### Exercise
Set down every entry once more, character for character.

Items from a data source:

--

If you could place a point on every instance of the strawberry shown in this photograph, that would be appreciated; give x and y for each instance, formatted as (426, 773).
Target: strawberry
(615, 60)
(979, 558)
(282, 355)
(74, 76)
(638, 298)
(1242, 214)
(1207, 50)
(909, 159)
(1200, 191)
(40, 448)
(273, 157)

--

### Task result
If you could place a point on every instance of the strawberry shown in this photograph, that would be appreciated; give x and y for each instance, formatted as (426, 773).
Target: strawberry
(615, 60)
(979, 558)
(282, 355)
(74, 76)
(638, 298)
(1242, 214)
(1207, 50)
(909, 159)
(1200, 191)
(40, 448)
(273, 157)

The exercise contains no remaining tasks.